# The input
-*-*-

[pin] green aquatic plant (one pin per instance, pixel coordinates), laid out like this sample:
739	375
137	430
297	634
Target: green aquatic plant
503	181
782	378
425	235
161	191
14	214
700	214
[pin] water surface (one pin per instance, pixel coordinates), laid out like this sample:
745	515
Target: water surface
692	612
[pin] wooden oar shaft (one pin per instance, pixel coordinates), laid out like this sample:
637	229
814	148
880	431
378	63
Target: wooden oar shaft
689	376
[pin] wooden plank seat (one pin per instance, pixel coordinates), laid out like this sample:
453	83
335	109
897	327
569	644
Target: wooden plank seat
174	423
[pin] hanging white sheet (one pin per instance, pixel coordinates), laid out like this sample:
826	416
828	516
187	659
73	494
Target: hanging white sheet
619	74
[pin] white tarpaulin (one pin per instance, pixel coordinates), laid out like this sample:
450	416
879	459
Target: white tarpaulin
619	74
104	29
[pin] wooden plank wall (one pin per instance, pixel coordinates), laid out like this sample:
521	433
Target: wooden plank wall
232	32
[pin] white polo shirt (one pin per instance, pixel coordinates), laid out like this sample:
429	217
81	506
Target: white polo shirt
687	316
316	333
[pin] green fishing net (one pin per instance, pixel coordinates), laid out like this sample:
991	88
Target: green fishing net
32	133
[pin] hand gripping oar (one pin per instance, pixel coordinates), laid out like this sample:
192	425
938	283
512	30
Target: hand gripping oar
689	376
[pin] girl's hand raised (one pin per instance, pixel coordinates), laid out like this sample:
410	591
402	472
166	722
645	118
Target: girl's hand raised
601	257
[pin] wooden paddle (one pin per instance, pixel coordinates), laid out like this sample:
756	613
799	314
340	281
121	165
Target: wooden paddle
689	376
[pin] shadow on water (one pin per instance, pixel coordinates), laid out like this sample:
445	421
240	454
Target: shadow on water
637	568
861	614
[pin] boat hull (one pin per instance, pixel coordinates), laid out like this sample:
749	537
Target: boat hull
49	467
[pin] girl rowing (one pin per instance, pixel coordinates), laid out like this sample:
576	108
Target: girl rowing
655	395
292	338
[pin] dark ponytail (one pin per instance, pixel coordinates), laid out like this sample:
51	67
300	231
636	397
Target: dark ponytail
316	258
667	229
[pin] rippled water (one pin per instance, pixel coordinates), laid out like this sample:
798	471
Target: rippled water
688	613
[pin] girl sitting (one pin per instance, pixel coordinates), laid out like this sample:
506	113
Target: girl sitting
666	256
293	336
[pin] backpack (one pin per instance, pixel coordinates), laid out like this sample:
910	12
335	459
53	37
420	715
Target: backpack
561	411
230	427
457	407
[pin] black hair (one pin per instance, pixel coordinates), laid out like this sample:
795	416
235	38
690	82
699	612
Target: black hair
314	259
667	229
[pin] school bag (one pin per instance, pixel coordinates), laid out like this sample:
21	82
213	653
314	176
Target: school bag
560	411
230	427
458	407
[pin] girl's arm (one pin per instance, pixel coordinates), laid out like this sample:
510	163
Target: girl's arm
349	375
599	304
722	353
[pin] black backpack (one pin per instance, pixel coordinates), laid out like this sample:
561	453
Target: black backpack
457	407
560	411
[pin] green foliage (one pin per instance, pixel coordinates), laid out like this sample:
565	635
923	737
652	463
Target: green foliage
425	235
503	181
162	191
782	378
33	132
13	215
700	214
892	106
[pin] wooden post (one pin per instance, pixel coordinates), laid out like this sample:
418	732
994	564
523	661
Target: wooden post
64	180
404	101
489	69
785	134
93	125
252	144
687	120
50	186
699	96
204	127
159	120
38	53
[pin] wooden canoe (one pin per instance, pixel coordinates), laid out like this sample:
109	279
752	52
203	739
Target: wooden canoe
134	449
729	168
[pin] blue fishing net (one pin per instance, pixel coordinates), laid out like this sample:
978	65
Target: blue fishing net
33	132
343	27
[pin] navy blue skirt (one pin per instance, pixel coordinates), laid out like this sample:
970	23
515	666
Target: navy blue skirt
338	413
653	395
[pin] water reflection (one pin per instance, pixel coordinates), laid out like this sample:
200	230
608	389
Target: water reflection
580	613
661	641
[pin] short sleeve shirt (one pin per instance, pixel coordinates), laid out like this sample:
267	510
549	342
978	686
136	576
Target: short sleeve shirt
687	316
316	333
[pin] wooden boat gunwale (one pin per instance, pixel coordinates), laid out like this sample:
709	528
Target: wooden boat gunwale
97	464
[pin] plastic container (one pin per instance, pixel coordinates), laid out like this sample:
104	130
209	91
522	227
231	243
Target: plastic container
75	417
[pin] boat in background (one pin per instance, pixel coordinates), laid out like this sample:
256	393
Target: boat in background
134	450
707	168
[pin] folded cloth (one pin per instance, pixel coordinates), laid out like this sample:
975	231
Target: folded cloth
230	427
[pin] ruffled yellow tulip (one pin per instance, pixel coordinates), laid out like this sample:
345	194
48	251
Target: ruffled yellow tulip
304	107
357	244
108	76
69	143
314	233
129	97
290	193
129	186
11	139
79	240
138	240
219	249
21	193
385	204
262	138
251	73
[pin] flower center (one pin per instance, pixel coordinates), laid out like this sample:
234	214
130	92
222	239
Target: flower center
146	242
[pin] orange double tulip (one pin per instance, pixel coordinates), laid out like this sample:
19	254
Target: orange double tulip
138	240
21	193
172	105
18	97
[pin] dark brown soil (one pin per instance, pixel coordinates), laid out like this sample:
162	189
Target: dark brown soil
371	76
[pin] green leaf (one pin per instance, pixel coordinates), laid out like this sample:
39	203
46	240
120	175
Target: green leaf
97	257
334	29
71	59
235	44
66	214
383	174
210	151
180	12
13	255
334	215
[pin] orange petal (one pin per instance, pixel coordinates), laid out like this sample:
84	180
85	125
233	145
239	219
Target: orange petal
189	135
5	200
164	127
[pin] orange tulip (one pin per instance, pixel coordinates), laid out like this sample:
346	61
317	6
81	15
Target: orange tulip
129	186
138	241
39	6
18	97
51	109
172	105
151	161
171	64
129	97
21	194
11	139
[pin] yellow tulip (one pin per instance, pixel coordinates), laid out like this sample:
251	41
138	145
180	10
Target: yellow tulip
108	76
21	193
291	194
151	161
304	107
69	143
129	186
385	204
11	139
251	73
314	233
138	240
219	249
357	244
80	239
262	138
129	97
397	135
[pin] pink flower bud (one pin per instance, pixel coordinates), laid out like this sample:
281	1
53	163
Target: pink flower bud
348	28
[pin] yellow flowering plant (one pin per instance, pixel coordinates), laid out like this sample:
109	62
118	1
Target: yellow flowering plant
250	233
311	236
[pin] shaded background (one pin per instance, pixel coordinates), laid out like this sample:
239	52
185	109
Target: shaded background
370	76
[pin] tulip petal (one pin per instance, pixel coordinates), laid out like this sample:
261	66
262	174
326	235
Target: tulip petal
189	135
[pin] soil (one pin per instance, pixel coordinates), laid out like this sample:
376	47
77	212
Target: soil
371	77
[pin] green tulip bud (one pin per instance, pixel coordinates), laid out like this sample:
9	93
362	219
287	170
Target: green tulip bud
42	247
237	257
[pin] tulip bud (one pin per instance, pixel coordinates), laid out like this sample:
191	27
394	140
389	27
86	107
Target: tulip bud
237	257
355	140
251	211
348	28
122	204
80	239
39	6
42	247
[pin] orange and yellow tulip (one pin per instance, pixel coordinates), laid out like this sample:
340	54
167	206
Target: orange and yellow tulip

-*-*-

Reproduce every line of the items above, requests included, from the line containing "[pin] tulip petal" through the end of the items. Add 88 to each pixel coordinate in the answers, and leave the requests and their sample coordinates unchanged.

[pin] tulip petal (one pin per instance, pixel coordinates), laid out like this sample:
261	66
262	174
326	235
Target: tulip petal
277	223
[pin] soil (one pin per instance, pixel coordinates), laid out like this sample:
376	47
77	212
Target: soil
459	165
[pin] green tulip bud (one pin per instance, pixel coordinates), laid out like this sample:
9	93
362	219
287	170
Target: green tulip bud
130	335
325	345
[pin] tulip bud (one pin per instance, pixel coordinates), laid out like this sample:
191	27
394	140
389	27
86	107
Target: tulip bud
325	345
443	228
339	299
436	116
210	292
168	327
127	94
130	335
[pin] orange and yellow tulip (one pin per instance, pixel coordinates), laid out like this sample:
340	54
167	206
Target: orange and yellow tulip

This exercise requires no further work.